§ **PROBLEM DETAILS**
Transcribe all of the records precisely as they are presented.

§ **INPUT MATERIAL**
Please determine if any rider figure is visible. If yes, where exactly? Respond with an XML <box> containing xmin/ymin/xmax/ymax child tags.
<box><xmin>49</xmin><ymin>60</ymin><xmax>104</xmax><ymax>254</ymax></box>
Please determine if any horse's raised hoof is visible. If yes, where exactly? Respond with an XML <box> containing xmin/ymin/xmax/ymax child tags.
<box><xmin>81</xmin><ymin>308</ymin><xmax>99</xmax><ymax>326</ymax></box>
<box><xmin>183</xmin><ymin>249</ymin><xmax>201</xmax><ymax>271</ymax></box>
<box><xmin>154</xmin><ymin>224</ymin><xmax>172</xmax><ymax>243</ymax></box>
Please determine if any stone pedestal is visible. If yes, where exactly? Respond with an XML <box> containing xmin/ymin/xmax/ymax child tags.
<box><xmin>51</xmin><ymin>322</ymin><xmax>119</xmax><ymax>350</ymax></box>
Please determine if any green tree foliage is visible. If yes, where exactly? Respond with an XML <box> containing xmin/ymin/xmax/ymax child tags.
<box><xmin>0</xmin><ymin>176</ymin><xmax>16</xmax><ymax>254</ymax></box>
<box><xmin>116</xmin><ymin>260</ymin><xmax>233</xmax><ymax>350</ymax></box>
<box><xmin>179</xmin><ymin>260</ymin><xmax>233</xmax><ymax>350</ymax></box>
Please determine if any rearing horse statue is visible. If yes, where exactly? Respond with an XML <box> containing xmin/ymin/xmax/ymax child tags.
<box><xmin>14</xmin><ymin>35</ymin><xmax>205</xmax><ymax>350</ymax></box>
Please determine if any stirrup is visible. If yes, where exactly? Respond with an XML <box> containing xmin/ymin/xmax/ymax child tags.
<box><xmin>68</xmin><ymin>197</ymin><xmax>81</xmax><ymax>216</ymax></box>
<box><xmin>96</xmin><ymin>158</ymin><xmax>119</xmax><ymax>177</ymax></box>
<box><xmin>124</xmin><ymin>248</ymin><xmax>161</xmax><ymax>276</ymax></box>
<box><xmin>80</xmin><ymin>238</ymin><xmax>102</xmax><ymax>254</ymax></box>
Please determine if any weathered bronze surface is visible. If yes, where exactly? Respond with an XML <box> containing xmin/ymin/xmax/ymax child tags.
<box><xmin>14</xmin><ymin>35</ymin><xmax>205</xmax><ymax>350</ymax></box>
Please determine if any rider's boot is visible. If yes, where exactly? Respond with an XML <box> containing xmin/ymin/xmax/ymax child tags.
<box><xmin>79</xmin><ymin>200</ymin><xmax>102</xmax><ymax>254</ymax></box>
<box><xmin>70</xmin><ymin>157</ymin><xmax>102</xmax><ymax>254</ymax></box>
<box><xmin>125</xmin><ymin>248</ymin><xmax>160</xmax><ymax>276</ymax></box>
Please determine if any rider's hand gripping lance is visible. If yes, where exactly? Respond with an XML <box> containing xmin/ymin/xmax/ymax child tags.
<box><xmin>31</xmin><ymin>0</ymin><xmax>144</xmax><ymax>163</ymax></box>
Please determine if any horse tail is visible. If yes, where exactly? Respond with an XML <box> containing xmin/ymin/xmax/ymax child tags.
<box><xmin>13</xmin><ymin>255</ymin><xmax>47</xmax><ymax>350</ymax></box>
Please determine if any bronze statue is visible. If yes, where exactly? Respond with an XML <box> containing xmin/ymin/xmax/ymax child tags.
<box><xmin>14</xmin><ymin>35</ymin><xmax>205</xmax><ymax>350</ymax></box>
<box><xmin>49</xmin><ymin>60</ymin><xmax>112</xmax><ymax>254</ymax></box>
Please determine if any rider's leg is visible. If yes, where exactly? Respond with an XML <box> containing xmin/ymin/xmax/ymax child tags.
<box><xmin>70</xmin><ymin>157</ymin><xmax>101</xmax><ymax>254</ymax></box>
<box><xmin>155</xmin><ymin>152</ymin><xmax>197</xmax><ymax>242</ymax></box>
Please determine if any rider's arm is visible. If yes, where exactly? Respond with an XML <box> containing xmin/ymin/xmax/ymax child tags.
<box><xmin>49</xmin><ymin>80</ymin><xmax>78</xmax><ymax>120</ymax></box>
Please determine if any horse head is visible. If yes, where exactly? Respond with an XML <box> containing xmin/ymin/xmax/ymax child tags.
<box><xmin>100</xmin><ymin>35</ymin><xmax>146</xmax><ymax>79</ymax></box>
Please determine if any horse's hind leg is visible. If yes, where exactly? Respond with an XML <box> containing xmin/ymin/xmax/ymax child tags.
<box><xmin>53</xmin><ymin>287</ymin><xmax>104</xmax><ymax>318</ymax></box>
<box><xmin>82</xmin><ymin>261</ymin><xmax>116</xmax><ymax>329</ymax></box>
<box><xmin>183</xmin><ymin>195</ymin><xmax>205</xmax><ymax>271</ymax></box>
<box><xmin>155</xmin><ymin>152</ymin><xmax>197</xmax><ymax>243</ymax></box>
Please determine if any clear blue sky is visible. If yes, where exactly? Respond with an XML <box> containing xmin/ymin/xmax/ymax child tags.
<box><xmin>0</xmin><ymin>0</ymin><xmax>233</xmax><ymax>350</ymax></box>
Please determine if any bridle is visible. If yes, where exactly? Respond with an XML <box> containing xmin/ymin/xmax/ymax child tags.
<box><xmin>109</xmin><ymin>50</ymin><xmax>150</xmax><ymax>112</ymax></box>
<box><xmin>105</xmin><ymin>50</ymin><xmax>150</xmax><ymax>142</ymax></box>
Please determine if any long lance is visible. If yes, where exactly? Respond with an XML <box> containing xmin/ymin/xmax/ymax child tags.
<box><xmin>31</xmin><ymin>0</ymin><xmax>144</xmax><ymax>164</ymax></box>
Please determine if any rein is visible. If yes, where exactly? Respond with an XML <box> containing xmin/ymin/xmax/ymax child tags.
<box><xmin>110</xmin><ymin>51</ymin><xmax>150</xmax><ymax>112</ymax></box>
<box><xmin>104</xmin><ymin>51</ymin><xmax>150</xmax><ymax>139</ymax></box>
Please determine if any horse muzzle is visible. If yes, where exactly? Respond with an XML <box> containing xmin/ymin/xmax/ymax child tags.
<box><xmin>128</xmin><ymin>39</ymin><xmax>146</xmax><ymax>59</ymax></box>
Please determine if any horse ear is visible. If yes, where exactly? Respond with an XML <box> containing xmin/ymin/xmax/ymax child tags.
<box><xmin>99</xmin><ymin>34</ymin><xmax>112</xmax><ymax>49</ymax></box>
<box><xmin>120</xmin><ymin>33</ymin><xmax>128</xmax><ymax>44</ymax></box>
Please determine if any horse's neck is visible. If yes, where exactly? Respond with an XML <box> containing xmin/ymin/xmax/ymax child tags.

§ **FINAL ANSWER**
Please determine if any rider figure is visible. If yes, where exactly? Respond with an XML <box> containing xmin/ymin/xmax/ymax child tags.
<box><xmin>49</xmin><ymin>60</ymin><xmax>104</xmax><ymax>254</ymax></box>
Please determine if any horse's raised hoof is visible. If yes, where exactly? Respond with an XML <box> containing xmin/ymin/xmax/ymax child tags.
<box><xmin>81</xmin><ymin>308</ymin><xmax>99</xmax><ymax>326</ymax></box>
<box><xmin>183</xmin><ymin>249</ymin><xmax>201</xmax><ymax>271</ymax></box>
<box><xmin>154</xmin><ymin>224</ymin><xmax>172</xmax><ymax>243</ymax></box>
Please determine if any stone pedestal is visible. If yes, where exactly? Respond with an XML <box> containing xmin/ymin/xmax/ymax child tags.
<box><xmin>51</xmin><ymin>322</ymin><xmax>119</xmax><ymax>350</ymax></box>
Please determine if any green tree foliage is visible. If yes, where exactly? Respond with an XML <box> containing xmin/ymin/xmax/ymax child tags.
<box><xmin>0</xmin><ymin>176</ymin><xmax>16</xmax><ymax>254</ymax></box>
<box><xmin>116</xmin><ymin>260</ymin><xmax>233</xmax><ymax>350</ymax></box>
<box><xmin>179</xmin><ymin>260</ymin><xmax>233</xmax><ymax>350</ymax></box>
Please determine if any rearing horse statue is visible. If yes, where exactly? Respond with an XML <box> containing xmin/ymin/xmax/ymax child tags.
<box><xmin>14</xmin><ymin>35</ymin><xmax>205</xmax><ymax>350</ymax></box>
Please determine if any stirrup is visible. If yes, where exactly? Respond with an XML <box> containing xmin/ymin/xmax/ymax child tags.
<box><xmin>68</xmin><ymin>197</ymin><xmax>81</xmax><ymax>216</ymax></box>
<box><xmin>96</xmin><ymin>158</ymin><xmax>119</xmax><ymax>177</ymax></box>
<box><xmin>124</xmin><ymin>248</ymin><xmax>161</xmax><ymax>276</ymax></box>
<box><xmin>80</xmin><ymin>238</ymin><xmax>102</xmax><ymax>254</ymax></box>
Please determine if any weathered bronze surface is visible. If yes, where exactly? Respond with an XML <box> containing xmin/ymin/xmax/ymax child tags.
<box><xmin>14</xmin><ymin>35</ymin><xmax>205</xmax><ymax>350</ymax></box>
Please determine if any rider's boot is visible. If yes, where exactly? Respond with an XML <box> containing xmin/ymin/xmax/ymax child tags.
<box><xmin>79</xmin><ymin>200</ymin><xmax>102</xmax><ymax>254</ymax></box>
<box><xmin>70</xmin><ymin>157</ymin><xmax>102</xmax><ymax>254</ymax></box>
<box><xmin>125</xmin><ymin>248</ymin><xmax>160</xmax><ymax>276</ymax></box>
Please determine if any rider's hand gripping lance is visible. If yes, where exactly? Respond with an XML <box> containing xmin/ymin/xmax/ymax child tags.
<box><xmin>31</xmin><ymin>0</ymin><xmax>144</xmax><ymax>163</ymax></box>
Please determine if any horse tail is visible. If yes, where exactly? Respond with an XML <box> containing xmin/ymin/xmax/ymax child tags.
<box><xmin>13</xmin><ymin>255</ymin><xmax>47</xmax><ymax>350</ymax></box>
Please determine if any bronze statue is visible. If yes, where exactly? Respond with an XML <box> containing xmin/ymin/xmax/ymax child tags.
<box><xmin>14</xmin><ymin>35</ymin><xmax>205</xmax><ymax>350</ymax></box>
<box><xmin>49</xmin><ymin>60</ymin><xmax>112</xmax><ymax>254</ymax></box>
Please determine if any rider's leg is visible. If yes, where exactly? Respond with an XML <box> containing xmin/ymin/xmax/ymax child tags.
<box><xmin>70</xmin><ymin>157</ymin><xmax>101</xmax><ymax>254</ymax></box>
<box><xmin>155</xmin><ymin>152</ymin><xmax>197</xmax><ymax>242</ymax></box>
Please determine if any rider's arm is visible. If yes, where exactly? Respond with an XML <box> containing xmin/ymin/xmax/ymax child tags.
<box><xmin>49</xmin><ymin>80</ymin><xmax>78</xmax><ymax>120</ymax></box>
Please determine if any horse head is visible. If yes, where exactly? Respond with an XML <box> containing xmin/ymin/xmax/ymax child tags.
<box><xmin>100</xmin><ymin>35</ymin><xmax>146</xmax><ymax>79</ymax></box>
Please determine if any horse's hind leg is visible. If yes, where exactly? Respond with an XML <box> containing xmin/ymin/xmax/ymax child tags.
<box><xmin>53</xmin><ymin>287</ymin><xmax>104</xmax><ymax>318</ymax></box>
<box><xmin>82</xmin><ymin>261</ymin><xmax>116</xmax><ymax>329</ymax></box>
<box><xmin>183</xmin><ymin>195</ymin><xmax>205</xmax><ymax>271</ymax></box>
<box><xmin>155</xmin><ymin>152</ymin><xmax>197</xmax><ymax>243</ymax></box>
Please determine if any clear blue sky is visible. If yes, where exactly? Respond with an XML <box> containing xmin/ymin/xmax/ymax child tags.
<box><xmin>0</xmin><ymin>0</ymin><xmax>233</xmax><ymax>350</ymax></box>
Please determine if any bridle is visible. If yes, where exactly? Respond with an XML <box> containing xmin/ymin/xmax/ymax child tags.
<box><xmin>109</xmin><ymin>50</ymin><xmax>150</xmax><ymax>112</ymax></box>
<box><xmin>105</xmin><ymin>50</ymin><xmax>150</xmax><ymax>142</ymax></box>
Please determine if any long lance is visible. If yes, where exactly? Respond with an XML <box> containing xmin/ymin/xmax/ymax child tags.
<box><xmin>31</xmin><ymin>0</ymin><xmax>144</xmax><ymax>164</ymax></box>
Please determine if any rein is visible. If yes, where exactly? Respond with an XML <box> containing xmin/ymin/xmax/ymax child tags.
<box><xmin>110</xmin><ymin>51</ymin><xmax>150</xmax><ymax>112</ymax></box>
<box><xmin>104</xmin><ymin>51</ymin><xmax>150</xmax><ymax>139</ymax></box>
Please determine if any horse muzzle is visible. If yes, where exactly? Respond with an XML <box> containing xmin/ymin/xmax/ymax child tags.
<box><xmin>128</xmin><ymin>39</ymin><xmax>146</xmax><ymax>59</ymax></box>
Please determine if any horse ear is visible. If yes, where exactly? Respond with an XML <box> containing xmin/ymin/xmax/ymax child tags.
<box><xmin>99</xmin><ymin>34</ymin><xmax>112</xmax><ymax>49</ymax></box>
<box><xmin>120</xmin><ymin>33</ymin><xmax>128</xmax><ymax>44</ymax></box>
Please determine if any horse's neck is visible. If yes, where exactly? Respond with an XML <box> containing xmin/ymin/xmax/ymax child tags.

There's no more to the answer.